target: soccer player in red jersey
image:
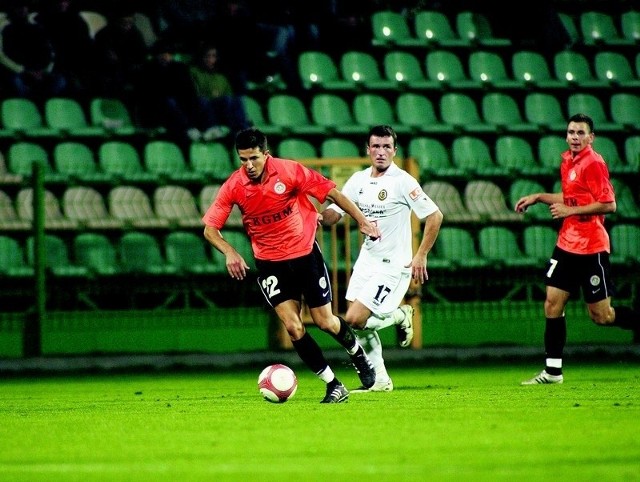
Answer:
[202,128,380,403]
[515,114,640,385]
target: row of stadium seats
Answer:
[298,50,640,91]
[371,10,640,48]
[0,218,640,278]
[5,178,640,232]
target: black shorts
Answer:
[256,242,332,308]
[545,246,613,303]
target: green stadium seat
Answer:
[480,92,538,133]
[567,92,624,132]
[579,11,634,47]
[414,10,471,48]
[267,94,326,135]
[425,50,482,90]
[593,51,640,89]
[153,184,204,229]
[395,92,456,135]
[73,232,123,276]
[511,50,568,89]
[468,50,526,91]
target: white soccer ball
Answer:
[258,363,298,403]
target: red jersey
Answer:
[558,145,616,254]
[202,155,336,261]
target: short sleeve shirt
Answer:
[558,145,615,254]
[202,155,336,261]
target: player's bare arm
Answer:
[204,226,249,280]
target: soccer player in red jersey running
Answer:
[515,114,640,385]
[202,128,380,403]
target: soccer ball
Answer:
[258,363,298,403]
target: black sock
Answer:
[544,316,567,375]
[292,332,329,375]
[610,306,640,330]
[331,316,356,351]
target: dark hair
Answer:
[236,127,269,152]
[367,124,398,147]
[569,114,593,132]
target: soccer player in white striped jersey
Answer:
[319,125,443,393]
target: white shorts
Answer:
[345,266,411,318]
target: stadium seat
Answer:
[371,10,422,47]
[298,50,353,90]
[522,224,558,267]
[480,92,538,133]
[620,10,640,45]
[44,97,105,138]
[508,179,551,222]
[352,93,411,134]
[384,50,440,91]
[320,137,364,158]
[553,50,610,89]
[143,139,205,184]
[440,92,495,133]
[0,97,58,138]
[414,10,471,48]
[242,95,284,136]
[468,50,526,91]
[118,231,178,275]
[435,226,492,269]
[593,51,640,89]
[53,141,115,184]
[16,187,80,230]
[164,231,227,275]
[98,140,160,184]
[579,11,634,47]
[463,180,522,222]
[524,92,567,136]
[189,142,236,183]
[73,232,123,276]
[25,234,89,278]
[425,50,482,90]
[0,234,35,278]
[7,141,69,183]
[609,223,640,267]
[451,136,510,178]
[408,136,466,183]
[456,11,511,48]
[567,92,624,132]
[511,50,568,89]
[311,93,369,135]
[0,191,32,232]
[593,135,638,175]
[274,137,318,161]
[422,180,482,223]
[624,135,640,172]
[62,186,125,230]
[494,135,551,177]
[153,184,204,228]
[89,97,142,136]
[107,186,171,229]
[395,92,456,135]
[267,94,326,136]
[340,50,396,90]
[478,226,539,268]
[609,92,640,129]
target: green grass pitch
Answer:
[0,360,640,482]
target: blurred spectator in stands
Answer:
[190,44,250,140]
[0,0,67,101]
[35,0,95,94]
[135,39,229,147]
[95,7,149,97]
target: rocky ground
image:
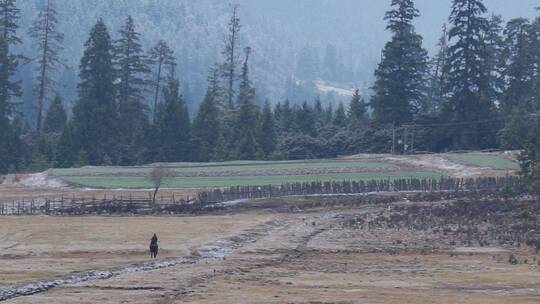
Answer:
[0,195,540,303]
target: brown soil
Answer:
[0,197,540,304]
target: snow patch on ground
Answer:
[19,172,67,188]
[315,81,354,97]
[385,155,485,178]
[0,257,190,301]
[453,247,508,253]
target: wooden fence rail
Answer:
[0,176,524,216]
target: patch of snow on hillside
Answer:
[315,81,354,97]
[19,172,66,188]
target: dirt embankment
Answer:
[0,196,540,304]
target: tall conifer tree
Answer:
[149,40,176,123]
[73,19,119,165]
[443,0,492,149]
[114,16,150,158]
[372,0,427,125]
[29,0,64,136]
[0,0,22,173]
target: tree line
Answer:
[0,0,540,180]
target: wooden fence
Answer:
[0,176,524,216]
[197,176,524,203]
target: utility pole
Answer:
[403,126,409,154]
[392,122,396,155]
[411,126,414,154]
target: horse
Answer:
[150,243,159,259]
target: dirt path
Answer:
[3,198,540,304]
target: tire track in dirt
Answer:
[157,216,337,304]
[0,220,285,302]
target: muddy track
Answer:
[158,216,343,304]
[0,220,287,302]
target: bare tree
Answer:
[148,166,173,206]
[149,40,176,124]
[221,5,241,109]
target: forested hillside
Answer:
[0,0,540,176]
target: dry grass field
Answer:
[0,196,540,304]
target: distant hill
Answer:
[17,0,539,119]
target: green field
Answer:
[451,154,519,170]
[52,161,398,177]
[63,171,442,189]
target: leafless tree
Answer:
[148,166,173,206]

----

**Task prompt**.
Find each line in the items above that contains the word "green", and copy those lines.

**Task response**.
target: green stadium seat
target: green grass pitch
target: green field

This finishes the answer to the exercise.